_WHAT YOU NEED TO DO_.
a – In the article on Shinnecock fishing rights, what amount could David Taobi Silva's fines exceed?
b – Continue the article on the Shinnecock Nation's fishing rights, starting after its last line.
::: EXTRACTED TEXT :::
Can the Shinnecock Nation Save its Fishing Rights? | Civil Eats

Can the Shinnecock Nation Save its Fishing Rights?

The New York tribe has repeatedly faced state laws encroaching on economic and food sovereignty. Now it's fighting back.

Shinnecock tribe member Shane Weeks looks out over the tribe's territorial waters. (Photo by Alexandra Talty)

Sunrise was just breaking when David Taobi Silva walked out of Heady Creek after checking his eel nets for catch from the previous night. It was April in Southampton, New York, near the far eastern tip of Long Island, and the mornings were still cold.

The 42-year-old has been fishing in this creek since he was a boy, although he usually accessed it from the western side, from the Shinnecock Indian Nation Territory. That day, however, he’d decided to park his car on the creek’s opposite shore, in the so-called “estate” section, where houses sell for north of $5 million dollars—a very different neighborhood than the one filled with mostly one-story abodes on the other side of the creek.

When he got out of the water, Silva was surprised to see two New York State’s Department of Environmental Control (DEC) agents waiting for him. A former tribal leader, Silva expected that once he identified himself as Shinnecock, the agents would let him go on his way, as tribal members are not bound to the fishing and hunting regulations that other New York citizens must follow. But to his surprise, they ticketed him, seized his net from the water, and made him wait for hours on the dock for another officer to arrive. In addition to the loss of his nets and the $500 worth of eels he had caught earlier, Silva now faces fines that could exceed $80,000.

“It feels like we are being targeted,” said Silva, who filed a civil rights complaint in Suffolk County Court in late November. One of the arresting officers had been involved in five previous incidents with Shinnecock, all of which were eventually dismissed due to lack of jurisdiction. Silva’s complaint, which is still in process, states that the repeated arrests constituted harassment of the Shinnecock.

The view from the Shinnecock Indian Nation Territory across Shinnecock Bay to the mansions that dot the other side. (Photo by Alexandra Talty)

The view from the Shinnecock Indian Nation Territory across Shinnecock Bay to the mansions that dot the other side. (Photo by Alexandra Talty)
::: EXTRACTED MATERIAL :::
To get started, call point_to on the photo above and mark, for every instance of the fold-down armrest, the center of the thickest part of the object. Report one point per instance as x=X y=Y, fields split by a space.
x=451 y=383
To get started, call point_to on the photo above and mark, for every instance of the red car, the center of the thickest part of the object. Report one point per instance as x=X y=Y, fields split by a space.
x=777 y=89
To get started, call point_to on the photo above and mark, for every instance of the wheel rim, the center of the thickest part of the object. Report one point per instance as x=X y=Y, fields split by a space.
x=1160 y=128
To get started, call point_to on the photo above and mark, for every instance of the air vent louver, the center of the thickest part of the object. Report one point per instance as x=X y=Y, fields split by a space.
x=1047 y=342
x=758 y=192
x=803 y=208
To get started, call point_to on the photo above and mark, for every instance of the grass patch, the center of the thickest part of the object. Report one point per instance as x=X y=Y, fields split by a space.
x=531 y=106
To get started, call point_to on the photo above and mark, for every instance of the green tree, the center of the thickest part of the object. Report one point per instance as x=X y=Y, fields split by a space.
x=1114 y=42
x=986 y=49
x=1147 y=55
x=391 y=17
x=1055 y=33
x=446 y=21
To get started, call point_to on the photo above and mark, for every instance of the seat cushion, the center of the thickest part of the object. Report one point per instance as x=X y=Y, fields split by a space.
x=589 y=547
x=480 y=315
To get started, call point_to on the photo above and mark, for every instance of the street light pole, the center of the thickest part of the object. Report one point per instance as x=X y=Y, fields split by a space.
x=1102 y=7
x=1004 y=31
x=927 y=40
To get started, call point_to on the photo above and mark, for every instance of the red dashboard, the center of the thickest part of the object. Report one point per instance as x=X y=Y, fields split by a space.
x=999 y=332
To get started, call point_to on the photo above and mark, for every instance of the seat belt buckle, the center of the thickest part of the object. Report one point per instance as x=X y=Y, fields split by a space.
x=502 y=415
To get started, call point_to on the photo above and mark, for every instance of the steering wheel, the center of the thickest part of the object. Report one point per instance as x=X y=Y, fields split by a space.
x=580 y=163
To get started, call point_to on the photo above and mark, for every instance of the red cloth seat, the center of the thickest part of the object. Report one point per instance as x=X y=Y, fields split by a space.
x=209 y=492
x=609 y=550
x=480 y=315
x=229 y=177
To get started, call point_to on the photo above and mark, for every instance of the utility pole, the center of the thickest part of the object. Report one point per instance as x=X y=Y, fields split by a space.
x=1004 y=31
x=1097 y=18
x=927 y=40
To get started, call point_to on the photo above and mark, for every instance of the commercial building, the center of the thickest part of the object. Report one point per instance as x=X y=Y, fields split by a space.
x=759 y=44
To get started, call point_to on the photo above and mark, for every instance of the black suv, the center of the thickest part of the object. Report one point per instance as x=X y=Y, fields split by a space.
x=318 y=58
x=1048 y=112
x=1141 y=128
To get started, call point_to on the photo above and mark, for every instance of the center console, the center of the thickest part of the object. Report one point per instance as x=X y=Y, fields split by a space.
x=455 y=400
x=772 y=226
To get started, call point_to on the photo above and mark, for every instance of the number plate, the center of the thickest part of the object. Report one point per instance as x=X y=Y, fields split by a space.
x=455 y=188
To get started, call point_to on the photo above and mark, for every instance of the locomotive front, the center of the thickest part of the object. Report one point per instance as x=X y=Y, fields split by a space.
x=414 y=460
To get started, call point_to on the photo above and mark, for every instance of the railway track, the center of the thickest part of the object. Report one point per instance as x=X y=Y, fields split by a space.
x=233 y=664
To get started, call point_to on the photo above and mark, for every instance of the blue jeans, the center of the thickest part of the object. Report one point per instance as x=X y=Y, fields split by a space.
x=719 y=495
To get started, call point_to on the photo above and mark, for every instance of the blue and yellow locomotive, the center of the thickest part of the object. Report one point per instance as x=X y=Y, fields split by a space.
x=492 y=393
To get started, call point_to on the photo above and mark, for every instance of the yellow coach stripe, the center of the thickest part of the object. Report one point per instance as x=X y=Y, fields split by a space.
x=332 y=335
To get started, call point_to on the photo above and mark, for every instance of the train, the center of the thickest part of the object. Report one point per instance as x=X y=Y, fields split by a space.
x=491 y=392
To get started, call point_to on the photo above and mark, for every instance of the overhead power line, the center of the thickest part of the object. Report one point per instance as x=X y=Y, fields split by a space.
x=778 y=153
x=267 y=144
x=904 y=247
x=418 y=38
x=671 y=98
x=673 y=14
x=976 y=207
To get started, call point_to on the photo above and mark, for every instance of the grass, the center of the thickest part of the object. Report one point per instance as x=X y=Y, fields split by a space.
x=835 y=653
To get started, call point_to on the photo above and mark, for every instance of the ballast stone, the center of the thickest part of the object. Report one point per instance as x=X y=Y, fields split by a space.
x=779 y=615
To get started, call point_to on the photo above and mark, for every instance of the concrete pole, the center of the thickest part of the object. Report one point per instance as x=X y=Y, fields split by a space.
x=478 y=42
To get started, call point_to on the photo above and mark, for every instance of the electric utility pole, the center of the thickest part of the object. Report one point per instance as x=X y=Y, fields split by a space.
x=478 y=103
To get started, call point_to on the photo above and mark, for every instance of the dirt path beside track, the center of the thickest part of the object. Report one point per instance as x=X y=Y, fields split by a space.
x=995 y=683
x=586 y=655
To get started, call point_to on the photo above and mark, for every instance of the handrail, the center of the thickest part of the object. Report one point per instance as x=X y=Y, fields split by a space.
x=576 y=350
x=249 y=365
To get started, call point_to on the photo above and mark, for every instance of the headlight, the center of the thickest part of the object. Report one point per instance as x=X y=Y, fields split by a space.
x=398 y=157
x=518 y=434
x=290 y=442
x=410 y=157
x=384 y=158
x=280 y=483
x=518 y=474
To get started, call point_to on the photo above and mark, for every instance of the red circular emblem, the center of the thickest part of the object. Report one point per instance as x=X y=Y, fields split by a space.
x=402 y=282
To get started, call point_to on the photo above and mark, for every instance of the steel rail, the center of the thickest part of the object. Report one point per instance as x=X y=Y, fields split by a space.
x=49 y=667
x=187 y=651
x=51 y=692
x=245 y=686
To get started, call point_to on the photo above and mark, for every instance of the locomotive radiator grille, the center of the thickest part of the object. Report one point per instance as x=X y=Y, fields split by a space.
:::
_YOUR RESPONSES_.
a – $80,000

b –
For the Shinnecock, confrontations with state authorities have become routine in recent years. Despite a contract with English settlers dating back to 1648, wherein the Shinnecock reserved their rights to the waters and shores in perpetuity, tribal members have been ticketed for fishing repeatedly over the past 15 years. The cases, however, are always dropped in court due to the lack of jurisdiction. In addition, Silva notes that U.S. code 1948 explicitly requires New York State to honor all previous treaties with Indian tribes with regards to hunting and fishing rights. Silva will return to court on March 19 to continue his fight against the ticket.

In practice, state law limits the Shinnecock’s ability to sell their catch—tribe members can sell any marine life directly from the reservation, similar to how Native Americans can sell untaxed cigarettes or alcohol. But no restaurant or wholesaler can legally resell them in New York State.

Gathering food from the water is an indigenous tradition integral to their lifestyle and identities. And because tribal leaders estimate that 40 percent of tribal members live below the poverty line, expensive commercial licenses are out of reach for most, and the ability to fish for sustenance is especially important. Many tribal members also believe that the fisheries are mismanaged by the state and would like to the chance to participate in the process of setting fishing quotas and environmental regulation.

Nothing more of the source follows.